>> begin RECORDED DATA

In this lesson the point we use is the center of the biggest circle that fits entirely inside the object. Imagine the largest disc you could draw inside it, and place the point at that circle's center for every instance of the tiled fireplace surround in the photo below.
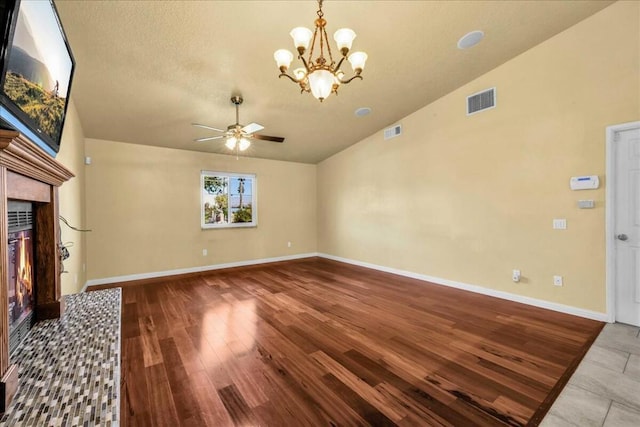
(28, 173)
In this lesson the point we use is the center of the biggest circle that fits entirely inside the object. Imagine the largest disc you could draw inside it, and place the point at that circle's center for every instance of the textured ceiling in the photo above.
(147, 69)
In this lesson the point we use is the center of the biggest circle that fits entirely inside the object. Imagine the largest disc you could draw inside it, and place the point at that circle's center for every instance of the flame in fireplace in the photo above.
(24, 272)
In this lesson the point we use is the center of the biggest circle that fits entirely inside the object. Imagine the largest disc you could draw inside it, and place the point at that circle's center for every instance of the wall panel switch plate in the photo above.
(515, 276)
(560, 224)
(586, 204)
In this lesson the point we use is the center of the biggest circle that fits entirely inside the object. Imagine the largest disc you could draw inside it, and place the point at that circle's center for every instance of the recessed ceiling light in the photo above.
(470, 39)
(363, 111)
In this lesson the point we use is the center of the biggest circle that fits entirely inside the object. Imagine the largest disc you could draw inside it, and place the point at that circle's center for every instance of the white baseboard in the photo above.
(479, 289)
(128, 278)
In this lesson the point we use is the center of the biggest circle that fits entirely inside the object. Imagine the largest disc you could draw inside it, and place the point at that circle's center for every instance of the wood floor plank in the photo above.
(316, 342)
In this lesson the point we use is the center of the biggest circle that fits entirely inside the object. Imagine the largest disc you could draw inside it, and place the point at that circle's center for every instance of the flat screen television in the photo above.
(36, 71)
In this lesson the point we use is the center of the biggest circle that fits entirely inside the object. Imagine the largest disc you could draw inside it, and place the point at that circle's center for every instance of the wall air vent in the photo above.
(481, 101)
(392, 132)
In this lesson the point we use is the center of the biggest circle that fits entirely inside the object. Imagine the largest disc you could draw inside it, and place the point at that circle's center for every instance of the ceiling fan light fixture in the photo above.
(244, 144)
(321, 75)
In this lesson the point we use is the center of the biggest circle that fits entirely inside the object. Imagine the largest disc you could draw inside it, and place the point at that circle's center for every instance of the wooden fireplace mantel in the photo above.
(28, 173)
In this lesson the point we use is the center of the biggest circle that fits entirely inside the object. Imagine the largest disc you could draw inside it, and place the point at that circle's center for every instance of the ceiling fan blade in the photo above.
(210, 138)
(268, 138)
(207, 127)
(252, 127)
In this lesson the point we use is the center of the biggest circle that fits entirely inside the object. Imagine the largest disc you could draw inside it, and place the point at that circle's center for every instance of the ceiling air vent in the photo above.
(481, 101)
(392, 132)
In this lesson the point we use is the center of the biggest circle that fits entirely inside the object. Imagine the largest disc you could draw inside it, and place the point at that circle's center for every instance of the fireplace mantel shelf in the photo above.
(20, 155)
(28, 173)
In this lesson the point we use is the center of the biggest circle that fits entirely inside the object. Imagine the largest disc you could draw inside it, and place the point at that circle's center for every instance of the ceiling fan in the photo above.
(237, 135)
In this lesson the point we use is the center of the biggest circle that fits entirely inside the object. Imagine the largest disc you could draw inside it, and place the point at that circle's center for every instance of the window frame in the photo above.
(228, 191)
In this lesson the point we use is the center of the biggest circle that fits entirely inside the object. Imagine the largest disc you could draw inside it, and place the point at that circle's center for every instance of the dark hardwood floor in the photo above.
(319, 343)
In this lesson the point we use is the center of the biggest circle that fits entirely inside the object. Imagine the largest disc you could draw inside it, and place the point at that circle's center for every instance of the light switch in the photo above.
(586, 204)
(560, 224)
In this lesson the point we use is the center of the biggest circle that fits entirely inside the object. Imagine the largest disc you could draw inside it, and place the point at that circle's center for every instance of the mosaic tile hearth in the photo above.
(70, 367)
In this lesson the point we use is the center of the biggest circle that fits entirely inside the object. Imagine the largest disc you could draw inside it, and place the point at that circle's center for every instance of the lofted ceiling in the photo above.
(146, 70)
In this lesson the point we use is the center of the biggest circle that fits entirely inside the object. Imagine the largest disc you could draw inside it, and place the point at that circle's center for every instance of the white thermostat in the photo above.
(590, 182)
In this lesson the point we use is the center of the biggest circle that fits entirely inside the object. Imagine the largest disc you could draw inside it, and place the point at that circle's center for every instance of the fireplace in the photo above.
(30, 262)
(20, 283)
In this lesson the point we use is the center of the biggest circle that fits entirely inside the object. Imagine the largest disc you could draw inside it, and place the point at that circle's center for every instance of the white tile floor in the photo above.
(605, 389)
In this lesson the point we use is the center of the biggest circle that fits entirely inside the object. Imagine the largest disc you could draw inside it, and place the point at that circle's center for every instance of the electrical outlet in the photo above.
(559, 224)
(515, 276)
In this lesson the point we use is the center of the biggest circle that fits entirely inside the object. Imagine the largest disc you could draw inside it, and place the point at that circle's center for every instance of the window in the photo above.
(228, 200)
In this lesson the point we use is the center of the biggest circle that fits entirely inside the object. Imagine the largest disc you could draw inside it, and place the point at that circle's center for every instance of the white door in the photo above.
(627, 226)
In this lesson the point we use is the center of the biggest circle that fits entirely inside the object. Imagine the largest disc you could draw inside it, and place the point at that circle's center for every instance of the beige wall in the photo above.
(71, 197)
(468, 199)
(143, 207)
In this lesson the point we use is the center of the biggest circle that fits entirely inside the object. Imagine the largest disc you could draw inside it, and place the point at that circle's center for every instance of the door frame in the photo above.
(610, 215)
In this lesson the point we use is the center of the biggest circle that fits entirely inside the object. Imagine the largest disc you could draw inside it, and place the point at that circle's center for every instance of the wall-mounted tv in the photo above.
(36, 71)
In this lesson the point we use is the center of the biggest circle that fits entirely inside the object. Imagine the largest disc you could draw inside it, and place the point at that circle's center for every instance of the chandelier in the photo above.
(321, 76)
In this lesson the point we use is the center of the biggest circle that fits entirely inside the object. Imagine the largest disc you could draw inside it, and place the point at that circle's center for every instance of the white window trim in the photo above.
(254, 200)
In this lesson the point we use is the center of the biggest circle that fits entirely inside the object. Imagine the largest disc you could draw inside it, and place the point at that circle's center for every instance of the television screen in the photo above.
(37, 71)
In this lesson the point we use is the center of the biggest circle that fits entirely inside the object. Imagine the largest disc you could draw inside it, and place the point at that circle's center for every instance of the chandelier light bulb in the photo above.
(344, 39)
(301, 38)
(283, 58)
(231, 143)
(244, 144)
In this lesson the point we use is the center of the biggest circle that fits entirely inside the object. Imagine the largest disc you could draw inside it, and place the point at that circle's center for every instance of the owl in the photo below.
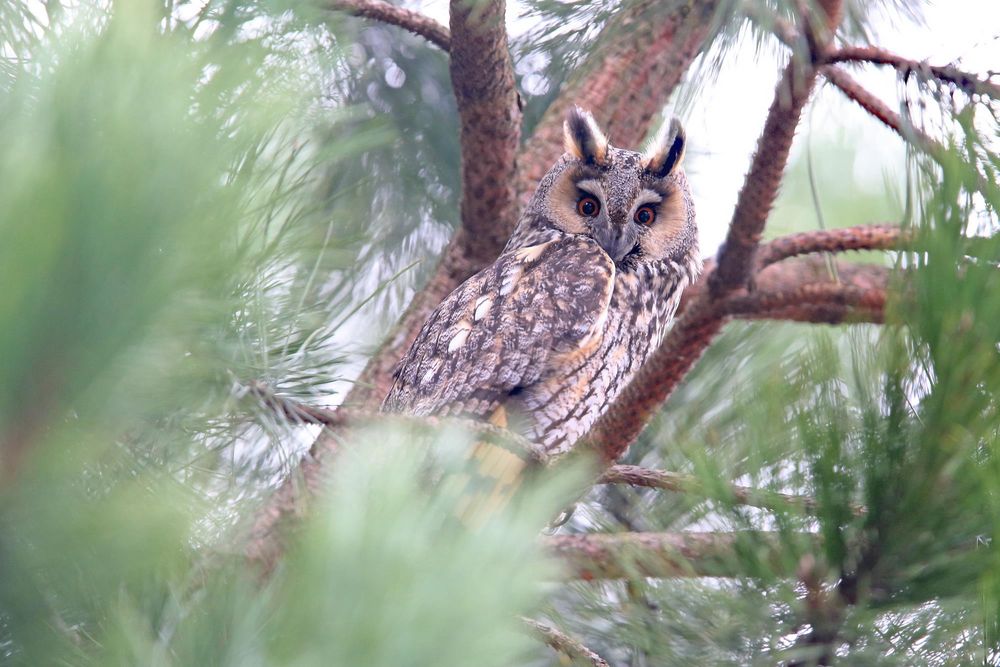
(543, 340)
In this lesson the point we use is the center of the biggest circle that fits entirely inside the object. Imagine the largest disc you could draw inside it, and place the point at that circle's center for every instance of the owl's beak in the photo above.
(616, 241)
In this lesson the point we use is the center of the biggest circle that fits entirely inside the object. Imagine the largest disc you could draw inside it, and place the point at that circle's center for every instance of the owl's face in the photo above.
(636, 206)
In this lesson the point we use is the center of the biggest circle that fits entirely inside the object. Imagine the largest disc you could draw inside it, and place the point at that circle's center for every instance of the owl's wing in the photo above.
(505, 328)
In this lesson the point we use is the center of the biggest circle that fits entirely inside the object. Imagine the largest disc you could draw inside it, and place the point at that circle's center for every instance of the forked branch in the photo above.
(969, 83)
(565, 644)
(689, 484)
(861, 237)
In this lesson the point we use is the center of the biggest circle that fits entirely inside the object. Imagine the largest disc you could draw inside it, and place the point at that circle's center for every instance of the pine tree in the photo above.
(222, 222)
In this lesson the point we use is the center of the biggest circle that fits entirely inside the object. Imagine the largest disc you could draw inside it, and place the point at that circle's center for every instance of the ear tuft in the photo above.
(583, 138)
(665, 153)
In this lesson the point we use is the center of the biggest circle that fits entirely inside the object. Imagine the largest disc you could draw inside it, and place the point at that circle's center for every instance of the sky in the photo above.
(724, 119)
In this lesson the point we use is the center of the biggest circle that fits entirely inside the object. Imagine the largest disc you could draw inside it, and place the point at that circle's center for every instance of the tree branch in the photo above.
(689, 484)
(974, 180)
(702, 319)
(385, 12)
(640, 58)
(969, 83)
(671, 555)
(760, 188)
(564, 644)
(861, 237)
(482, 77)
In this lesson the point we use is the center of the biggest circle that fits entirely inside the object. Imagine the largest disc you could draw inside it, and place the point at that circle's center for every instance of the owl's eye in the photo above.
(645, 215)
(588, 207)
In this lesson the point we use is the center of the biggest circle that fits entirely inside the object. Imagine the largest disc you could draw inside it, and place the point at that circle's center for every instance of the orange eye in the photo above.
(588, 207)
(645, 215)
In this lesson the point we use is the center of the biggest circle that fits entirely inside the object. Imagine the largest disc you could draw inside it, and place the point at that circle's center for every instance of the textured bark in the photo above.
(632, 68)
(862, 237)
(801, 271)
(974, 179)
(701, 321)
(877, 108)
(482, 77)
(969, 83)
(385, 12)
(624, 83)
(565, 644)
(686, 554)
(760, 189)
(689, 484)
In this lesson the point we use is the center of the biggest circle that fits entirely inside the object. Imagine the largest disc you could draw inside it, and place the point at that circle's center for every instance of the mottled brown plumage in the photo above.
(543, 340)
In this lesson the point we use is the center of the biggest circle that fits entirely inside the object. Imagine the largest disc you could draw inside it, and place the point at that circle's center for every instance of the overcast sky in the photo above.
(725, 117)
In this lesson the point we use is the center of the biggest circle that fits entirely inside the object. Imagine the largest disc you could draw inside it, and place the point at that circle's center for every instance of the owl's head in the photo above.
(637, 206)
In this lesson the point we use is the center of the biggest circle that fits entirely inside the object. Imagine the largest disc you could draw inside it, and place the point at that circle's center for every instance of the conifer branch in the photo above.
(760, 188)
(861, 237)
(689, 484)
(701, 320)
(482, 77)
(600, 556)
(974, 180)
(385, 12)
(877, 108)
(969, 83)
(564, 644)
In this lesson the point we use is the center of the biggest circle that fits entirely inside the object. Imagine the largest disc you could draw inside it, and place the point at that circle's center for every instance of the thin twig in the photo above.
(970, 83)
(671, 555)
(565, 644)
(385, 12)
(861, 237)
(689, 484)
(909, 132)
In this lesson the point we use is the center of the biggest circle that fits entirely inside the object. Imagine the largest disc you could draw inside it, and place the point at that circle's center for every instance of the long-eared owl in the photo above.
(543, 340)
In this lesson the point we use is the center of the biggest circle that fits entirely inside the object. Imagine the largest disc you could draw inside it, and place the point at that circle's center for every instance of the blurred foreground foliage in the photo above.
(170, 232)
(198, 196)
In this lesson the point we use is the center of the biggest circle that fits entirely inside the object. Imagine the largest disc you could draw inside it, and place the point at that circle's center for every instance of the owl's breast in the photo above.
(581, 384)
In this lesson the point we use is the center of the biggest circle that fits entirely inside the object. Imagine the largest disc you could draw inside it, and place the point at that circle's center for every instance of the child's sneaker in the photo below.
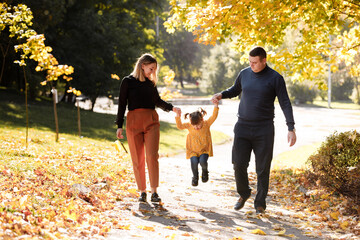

>> end RECORDED DATA

[WHAT IS NEEDED] Copy out only the lines beginning at the line with "owl in the photo above." and ending at the last line of the entries. Keep them exact; drop pictures.

[OUTPUT OF THE TASK]
In this lesson the point we use is the center of the biggest circle that fits entirely inside the object. Imagine the largest disc you could draw inside it, and place the point at that circle's center for every instance of the long-eared owl in the photo above.
(543, 340)
In this lesson the point we use is the center of the biggest circle that fits entirely inside the object. Imagine the largest disc you could draw inside it, and place the point at that circle's center for every instance of the blurred foreground foliage in the photo above.
(170, 232)
(198, 196)
In this lesson the point we use is the center of the biggest circle that fits entirely inside the object. Imagine the largest disc you could draw inside it, and place the point at that circle's center for every instance of the owl's breast in the photo above.
(581, 384)
In this lesson the point we use is the center of the biggest circle that fits entirely inside the object. Imagine the largest disc you could draw inside it, and place the point at that circle's center for every instance of the child's sneaker in the photo below.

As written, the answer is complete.